- [Task directions]: Copy the listing below, substituting "photo" for every "screenshot" and keeping everything else the same. Leave the pictures out of your answer.

[Items from a labeling collection]
↓
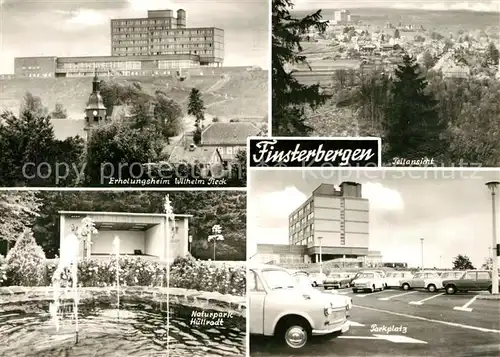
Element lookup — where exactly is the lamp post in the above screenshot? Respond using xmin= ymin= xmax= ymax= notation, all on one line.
xmin=208 ymin=224 xmax=224 ymax=261
xmin=318 ymin=237 xmax=323 ymax=274
xmin=420 ymin=238 xmax=424 ymax=270
xmin=486 ymin=181 xmax=500 ymax=295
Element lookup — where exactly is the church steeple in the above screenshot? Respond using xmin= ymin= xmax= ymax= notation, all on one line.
xmin=85 ymin=68 xmax=106 ymax=126
xmin=92 ymin=68 xmax=100 ymax=93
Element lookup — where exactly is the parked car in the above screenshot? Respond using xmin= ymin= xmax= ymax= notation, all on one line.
xmin=352 ymin=272 xmax=385 ymax=293
xmin=385 ymin=271 xmax=413 ymax=288
xmin=443 ymin=270 xmax=500 ymax=294
xmin=401 ymin=271 xmax=443 ymax=292
xmin=292 ymin=272 xmax=352 ymax=316
xmin=373 ymin=270 xmax=387 ymax=287
xmin=248 ymin=264 xmax=349 ymax=349
xmin=309 ymin=273 xmax=326 ymax=287
xmin=323 ymin=273 xmax=351 ymax=289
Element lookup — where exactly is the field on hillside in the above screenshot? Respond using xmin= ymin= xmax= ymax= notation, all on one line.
xmin=0 ymin=71 xmax=268 ymax=119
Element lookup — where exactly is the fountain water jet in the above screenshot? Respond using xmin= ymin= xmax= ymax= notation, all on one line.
xmin=162 ymin=195 xmax=175 ymax=355
xmin=49 ymin=217 xmax=97 ymax=343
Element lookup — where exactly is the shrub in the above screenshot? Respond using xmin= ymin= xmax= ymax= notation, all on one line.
xmin=0 ymin=254 xmax=7 ymax=286
xmin=170 ymin=256 xmax=246 ymax=296
xmin=6 ymin=229 xmax=45 ymax=286
xmin=44 ymin=255 xmax=167 ymax=287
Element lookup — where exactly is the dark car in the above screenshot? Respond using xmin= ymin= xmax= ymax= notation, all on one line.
xmin=443 ymin=270 xmax=500 ymax=294
xmin=323 ymin=273 xmax=352 ymax=289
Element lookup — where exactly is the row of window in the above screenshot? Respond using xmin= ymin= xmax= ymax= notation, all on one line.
xmin=113 ymin=41 xmax=212 ymax=51
xmin=292 ymin=223 xmax=314 ymax=242
xmin=24 ymin=73 xmax=54 ymax=78
xmin=290 ymin=212 xmax=314 ymax=231
xmin=112 ymin=27 xmax=216 ymax=37
xmin=291 ymin=201 xmax=313 ymax=221
xmin=113 ymin=46 xmax=214 ymax=56
xmin=292 ymin=234 xmax=314 ymax=245
xmin=57 ymin=61 xmax=141 ymax=70
xmin=158 ymin=60 xmax=199 ymax=69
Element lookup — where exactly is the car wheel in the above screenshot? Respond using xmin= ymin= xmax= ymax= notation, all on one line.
xmin=446 ymin=285 xmax=457 ymax=295
xmin=283 ymin=322 xmax=309 ymax=349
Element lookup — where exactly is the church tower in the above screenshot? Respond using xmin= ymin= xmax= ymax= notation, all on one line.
xmin=85 ymin=71 xmax=106 ymax=128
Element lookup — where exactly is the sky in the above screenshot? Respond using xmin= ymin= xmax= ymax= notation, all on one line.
xmin=247 ymin=169 xmax=500 ymax=268
xmin=0 ymin=0 xmax=270 ymax=73
xmin=294 ymin=0 xmax=500 ymax=12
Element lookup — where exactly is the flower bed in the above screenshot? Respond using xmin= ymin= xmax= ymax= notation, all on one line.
xmin=0 ymin=252 xmax=246 ymax=296
xmin=169 ymin=257 xmax=246 ymax=296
↑
- [Answer to this problem]:
Element lookup — where exactly is the lamp post in the above photo? Respond using xmin= ymin= xmax= ymax= notation, all on one line.
xmin=208 ymin=224 xmax=224 ymax=261
xmin=318 ymin=237 xmax=323 ymax=274
xmin=420 ymin=238 xmax=424 ymax=270
xmin=486 ymin=181 xmax=500 ymax=295
Element lookup — where exactly is the church steeple in the above photo? Respond using xmin= ymin= xmax= ymax= notation, all on one line.
xmin=85 ymin=68 xmax=106 ymax=126
xmin=92 ymin=68 xmax=100 ymax=93
Element lookup — where exactly is the parked car in the above photo? Respond using xmin= ymin= xmax= ymax= notation, all on one line.
xmin=352 ymin=272 xmax=385 ymax=293
xmin=385 ymin=271 xmax=413 ymax=288
xmin=443 ymin=270 xmax=500 ymax=294
xmin=401 ymin=271 xmax=443 ymax=292
xmin=292 ymin=272 xmax=352 ymax=316
xmin=373 ymin=270 xmax=387 ymax=287
xmin=248 ymin=264 xmax=349 ymax=349
xmin=309 ymin=273 xmax=326 ymax=287
xmin=323 ymin=273 xmax=351 ymax=289
Element lookup — where exactly is the field on hillside in the above photo? Respond using xmin= ymin= xmax= ymax= notation, all on one line.
xmin=0 ymin=71 xmax=268 ymax=119
Element lookup — where exactly is the fountain water jet in the above photo? Respond using xmin= ymin= xmax= ymax= notation, all on one line.
xmin=162 ymin=195 xmax=175 ymax=355
xmin=49 ymin=217 xmax=97 ymax=343
Element lookup — where exactly is the shrub in the above photo? Respond using xmin= ymin= xmax= ymax= notation, all on one line.
xmin=0 ymin=254 xmax=7 ymax=286
xmin=170 ymin=256 xmax=246 ymax=296
xmin=6 ymin=229 xmax=45 ymax=286
xmin=44 ymin=255 xmax=167 ymax=287
Element lookup — where exactly is the dark car in the above photo? Respond using xmin= ymin= xmax= ymax= notation, all on one line.
xmin=443 ymin=270 xmax=500 ymax=294
xmin=323 ymin=273 xmax=352 ymax=289
Element lookup — where exactly is the row of window in the above photo? Respond using xmin= ymin= xmax= ymax= notation, all on one line.
xmin=113 ymin=41 xmax=212 ymax=51
xmin=292 ymin=223 xmax=314 ymax=242
xmin=24 ymin=73 xmax=54 ymax=78
xmin=290 ymin=212 xmax=314 ymax=231
xmin=112 ymin=27 xmax=216 ymax=37
xmin=291 ymin=201 xmax=313 ymax=221
xmin=113 ymin=46 xmax=214 ymax=56
xmin=292 ymin=234 xmax=314 ymax=245
xmin=57 ymin=61 xmax=141 ymax=70
xmin=158 ymin=60 xmax=199 ymax=69
Element lookup — where exactly is the car wheel in the above photo? Respond using xmin= ymin= xmax= ymax= notation, all on one line.
xmin=446 ymin=285 xmax=457 ymax=295
xmin=283 ymin=322 xmax=309 ymax=349
Element lookup — where exactly is the church tower in the above photo? Respond using xmin= ymin= xmax= ymax= notation, all on one line.
xmin=85 ymin=71 xmax=106 ymax=128
Element lookup — where exactly is the sky in the above photo? Respond using xmin= ymin= xmax= ymax= notation, all on one line.
xmin=247 ymin=169 xmax=500 ymax=268
xmin=0 ymin=0 xmax=270 ymax=73
xmin=294 ymin=0 xmax=500 ymax=12
Element lookup — where exactly is the flower bed in the above photo? Respond using xmin= ymin= xmax= ymax= notation, all on one line.
xmin=0 ymin=252 xmax=246 ymax=296
xmin=169 ymin=257 xmax=246 ymax=296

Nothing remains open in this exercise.